**** DATASET RECORDS

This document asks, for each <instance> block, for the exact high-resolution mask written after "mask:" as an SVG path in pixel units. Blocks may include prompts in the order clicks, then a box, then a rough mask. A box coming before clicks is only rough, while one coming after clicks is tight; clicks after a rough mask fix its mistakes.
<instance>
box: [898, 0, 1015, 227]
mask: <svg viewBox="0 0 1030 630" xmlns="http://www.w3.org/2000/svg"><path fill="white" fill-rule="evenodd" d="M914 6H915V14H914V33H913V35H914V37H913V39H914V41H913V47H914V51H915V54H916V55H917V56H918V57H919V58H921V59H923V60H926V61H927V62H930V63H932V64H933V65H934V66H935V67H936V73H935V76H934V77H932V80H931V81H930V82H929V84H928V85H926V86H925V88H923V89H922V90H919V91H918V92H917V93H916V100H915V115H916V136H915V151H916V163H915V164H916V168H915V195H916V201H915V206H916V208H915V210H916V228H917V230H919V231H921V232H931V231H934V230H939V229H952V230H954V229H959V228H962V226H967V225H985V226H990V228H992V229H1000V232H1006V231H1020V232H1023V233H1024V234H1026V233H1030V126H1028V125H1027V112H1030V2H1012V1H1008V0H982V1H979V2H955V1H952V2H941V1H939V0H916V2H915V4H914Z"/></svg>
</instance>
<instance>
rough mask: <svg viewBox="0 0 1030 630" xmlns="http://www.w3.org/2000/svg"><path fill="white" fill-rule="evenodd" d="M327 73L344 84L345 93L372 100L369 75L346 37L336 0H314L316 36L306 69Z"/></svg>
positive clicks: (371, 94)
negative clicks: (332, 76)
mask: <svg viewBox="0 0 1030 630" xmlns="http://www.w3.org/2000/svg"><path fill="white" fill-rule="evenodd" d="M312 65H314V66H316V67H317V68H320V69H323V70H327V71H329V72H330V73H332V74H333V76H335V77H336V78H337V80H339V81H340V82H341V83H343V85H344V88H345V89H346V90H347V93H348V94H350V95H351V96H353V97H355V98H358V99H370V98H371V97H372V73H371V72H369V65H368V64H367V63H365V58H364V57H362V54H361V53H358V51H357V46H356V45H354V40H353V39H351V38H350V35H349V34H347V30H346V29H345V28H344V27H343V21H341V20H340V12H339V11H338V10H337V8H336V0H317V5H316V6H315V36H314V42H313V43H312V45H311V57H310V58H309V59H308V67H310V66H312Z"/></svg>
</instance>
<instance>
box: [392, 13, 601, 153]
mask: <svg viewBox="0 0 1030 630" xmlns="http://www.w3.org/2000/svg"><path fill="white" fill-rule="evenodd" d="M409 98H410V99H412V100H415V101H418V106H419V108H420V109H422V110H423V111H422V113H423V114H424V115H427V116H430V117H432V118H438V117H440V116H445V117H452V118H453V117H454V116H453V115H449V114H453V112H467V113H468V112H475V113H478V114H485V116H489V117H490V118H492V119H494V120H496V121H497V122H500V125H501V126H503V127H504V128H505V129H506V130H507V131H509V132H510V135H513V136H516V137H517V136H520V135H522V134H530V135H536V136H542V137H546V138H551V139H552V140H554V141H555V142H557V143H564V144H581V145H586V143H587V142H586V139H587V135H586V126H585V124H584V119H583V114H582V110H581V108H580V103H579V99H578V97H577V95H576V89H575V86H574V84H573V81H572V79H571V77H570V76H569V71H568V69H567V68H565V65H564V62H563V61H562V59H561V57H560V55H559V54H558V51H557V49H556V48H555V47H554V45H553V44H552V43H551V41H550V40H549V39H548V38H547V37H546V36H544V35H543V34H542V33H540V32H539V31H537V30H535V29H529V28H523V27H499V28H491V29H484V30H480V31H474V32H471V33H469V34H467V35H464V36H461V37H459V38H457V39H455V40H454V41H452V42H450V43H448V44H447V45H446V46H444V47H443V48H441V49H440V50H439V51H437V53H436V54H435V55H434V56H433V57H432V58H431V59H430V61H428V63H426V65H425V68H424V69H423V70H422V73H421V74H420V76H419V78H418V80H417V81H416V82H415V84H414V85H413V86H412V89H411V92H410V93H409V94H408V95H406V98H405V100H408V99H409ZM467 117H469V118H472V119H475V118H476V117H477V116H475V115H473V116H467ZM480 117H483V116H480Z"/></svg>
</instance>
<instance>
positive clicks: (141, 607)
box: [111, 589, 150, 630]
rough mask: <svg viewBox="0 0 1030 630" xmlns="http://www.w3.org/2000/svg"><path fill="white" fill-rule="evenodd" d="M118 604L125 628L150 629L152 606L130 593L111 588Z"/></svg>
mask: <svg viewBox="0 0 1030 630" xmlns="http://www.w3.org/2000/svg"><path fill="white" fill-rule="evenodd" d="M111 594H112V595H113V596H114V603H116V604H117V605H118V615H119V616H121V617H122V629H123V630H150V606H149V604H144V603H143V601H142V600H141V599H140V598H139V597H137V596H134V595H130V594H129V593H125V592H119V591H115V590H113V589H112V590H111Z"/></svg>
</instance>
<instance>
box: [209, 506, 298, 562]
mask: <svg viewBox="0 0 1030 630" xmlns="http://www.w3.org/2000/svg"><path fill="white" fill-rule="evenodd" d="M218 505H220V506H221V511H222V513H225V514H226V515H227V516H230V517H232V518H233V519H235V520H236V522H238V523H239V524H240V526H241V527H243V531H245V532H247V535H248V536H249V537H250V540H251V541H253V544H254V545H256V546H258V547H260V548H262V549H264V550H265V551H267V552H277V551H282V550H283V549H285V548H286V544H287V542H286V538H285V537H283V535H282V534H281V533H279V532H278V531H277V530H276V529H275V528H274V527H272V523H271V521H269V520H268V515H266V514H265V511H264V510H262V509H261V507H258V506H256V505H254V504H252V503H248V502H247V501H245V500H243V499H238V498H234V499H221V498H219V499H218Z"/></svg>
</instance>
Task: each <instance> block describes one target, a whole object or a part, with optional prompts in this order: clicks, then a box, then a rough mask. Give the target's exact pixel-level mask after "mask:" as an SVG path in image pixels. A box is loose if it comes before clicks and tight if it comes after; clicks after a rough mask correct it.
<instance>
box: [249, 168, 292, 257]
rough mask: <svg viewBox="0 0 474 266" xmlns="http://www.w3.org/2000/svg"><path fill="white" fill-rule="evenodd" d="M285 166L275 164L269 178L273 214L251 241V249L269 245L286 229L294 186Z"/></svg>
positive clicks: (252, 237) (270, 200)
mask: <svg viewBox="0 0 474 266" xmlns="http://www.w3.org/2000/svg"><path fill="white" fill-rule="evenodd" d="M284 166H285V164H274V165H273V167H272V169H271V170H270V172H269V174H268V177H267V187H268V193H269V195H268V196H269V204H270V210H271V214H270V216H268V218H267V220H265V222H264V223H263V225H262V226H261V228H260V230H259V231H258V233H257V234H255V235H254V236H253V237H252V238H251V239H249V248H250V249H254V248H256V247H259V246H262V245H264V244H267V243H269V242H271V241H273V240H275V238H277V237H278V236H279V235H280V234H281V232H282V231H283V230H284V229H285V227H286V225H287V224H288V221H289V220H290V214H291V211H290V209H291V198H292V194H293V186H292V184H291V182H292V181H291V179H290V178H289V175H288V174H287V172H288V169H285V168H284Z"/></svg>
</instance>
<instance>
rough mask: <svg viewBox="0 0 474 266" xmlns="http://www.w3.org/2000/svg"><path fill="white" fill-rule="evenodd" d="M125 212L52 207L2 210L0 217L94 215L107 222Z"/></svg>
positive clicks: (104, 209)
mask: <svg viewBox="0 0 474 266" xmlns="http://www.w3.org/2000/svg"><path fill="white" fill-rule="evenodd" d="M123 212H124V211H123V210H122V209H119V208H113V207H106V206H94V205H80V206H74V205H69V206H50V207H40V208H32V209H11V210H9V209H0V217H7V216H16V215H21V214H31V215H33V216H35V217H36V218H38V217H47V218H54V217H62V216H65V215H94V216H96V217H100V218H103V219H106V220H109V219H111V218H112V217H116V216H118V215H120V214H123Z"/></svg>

********

The expected answer is a copy of each line above containing "after".

SOLUTION FOR THIS TASK:
This document asks, for each <instance> block, for the exact high-resolution mask written after "mask:" as an SVG path in pixel units. Blocks may include prompts in the order clicks, then a box, then a rough mask. A box coming before clicks is only rough, while one coming after clicks is tight; clicks after a rough mask fix its mistakes.
Task: each <instance> block describes one target, a whole object or a part, with optional prompts in this order: clicks, then a box, then a rough mask. Give the target's exact pixel-level mask after "mask:" as an SVG path in image pixels. A box is loose if it comes before clicks and tight if it comes after; clicks after a rough mask correct it.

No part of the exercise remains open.